**EXTRACTED TEXT:**
NetBSD To Support Kernel Development In Lua Scripting
An anonymous reader writes "NetBSD 7.0 will support the Lua scripting language within its kernel for developing drivers and new sub-systems. A Lua scripting interpreter is being added to the NetBSD kernel along with a kernel API so developers can use this scripting language rather than C for developing new BSD kernel components. Expressed reasons for supporting a scripting language in a kernel were rapid application development, better configuration, and "modifying software written in C is hard for users." In a presentation it was said that Lua in the kernel will let users explore their system in an easy way."
This is, quite possibly, the stupidest kernel feature that has ever been unleashed upon this poor planet.
"modifying software written in C is hard for users."
i thought *users* had no business writing device drivers?
of course if they had said "modifying software written in C is hard for programmers." it would gather a fierce shitstorm.
Looking for people to chat about multicopters, coding, music. skype: gtsiros
Won't that kill performance?
I mean that's the reason we still write kernels in C. Every cycle counts..
This is a good thing, and it's long overdue. Linux should do the same.
It's actually pretty easy to get Lua running in the kernel and call kernel APIs; but to make it really useful, it needs additional kernel hooks and callbacks, and that requires cooperation from the core kernel developers.
Why LUA? Why not implement BASIC while you're at it?
This is one of the most retarded ideas I have ever heard. I'm sorry, but kernel level stuff should be kept as close to the machine hardware as possible, and that means using C or assembly. Deal with it. If you can't be bothered to learn C like a real goddam programmer, then you have no fucking business sticking your head in something as complicated as an operating system kernel.
I swear to god, this mentality of "let's appease everyone, including the idiots who aren't smart enough to figure it out as it is right now" needs to stop. If you can't grasp C, then kernels are off limits to you. Either you lack the ambition to learn C, or you're too stupid to comprehend it- in which case you're going to be useless drifting around the kernel source code anyways.
So what the hell is wrong with saying "no, sorry, you're too stupid to understand this"?
I honestly think that this is a great idea. It's a novel approach to extending a kernel, especially considering NetBSD doesn't have that big of a market share and expressly focusses on supporting as many platforms as possible. Prototyping new features or certain drivers in a portable scripting language may give them a leg up in the functionality aspect of the race.

**STATED EXERCISE A:** Copy the NetBSD Lua discussion word for word, between "I mean that's" and "operating system kernel.", inclusive.
The discussion and the rows come from separate sources.

**PROVIDED RECORDS:**
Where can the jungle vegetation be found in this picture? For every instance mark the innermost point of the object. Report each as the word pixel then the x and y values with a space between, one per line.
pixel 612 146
--
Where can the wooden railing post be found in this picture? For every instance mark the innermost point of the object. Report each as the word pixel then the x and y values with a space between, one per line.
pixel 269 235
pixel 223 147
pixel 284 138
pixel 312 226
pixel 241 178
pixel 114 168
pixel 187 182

**STATED EXERCISE B:** Recast the rows between the lines holding "Where can the jungle" and "pixel 612 146", inclusive, as a numbered list with blank lines left out.

**TASK RESPONSE A:**
I mean that's the reason we still write kernels in C. Every cycle counts..
This is a good thing, and it's long overdue. Linux should do the same.
It's actually pretty easy to get Lua running in the kernel and call kernel APIs; but to make it really useful, it needs additional kernel hooks and callbacks, and that requires cooperation from the core kernel developers.
Why LUA? Why not implement BASIC while you're at it?
This is one of the most retarded ideas I have ever heard. I'm sorry, but kernel level stuff should be kept as close to the machine hardware as possible, and that means using C or assembly. Deal with it. If you can't be bothered to learn C like a real goddam programmer, then you have no fucking business sticking your head in something as complicated as an operating system kernel.

**TASK RESPONSE B:**
1. Where can the jungle vegetation be found in this picture? For every instance mark the innermost point of the object. Report each as the word pixel then the x and y values with a space between, one per line.
2. pixel 612 146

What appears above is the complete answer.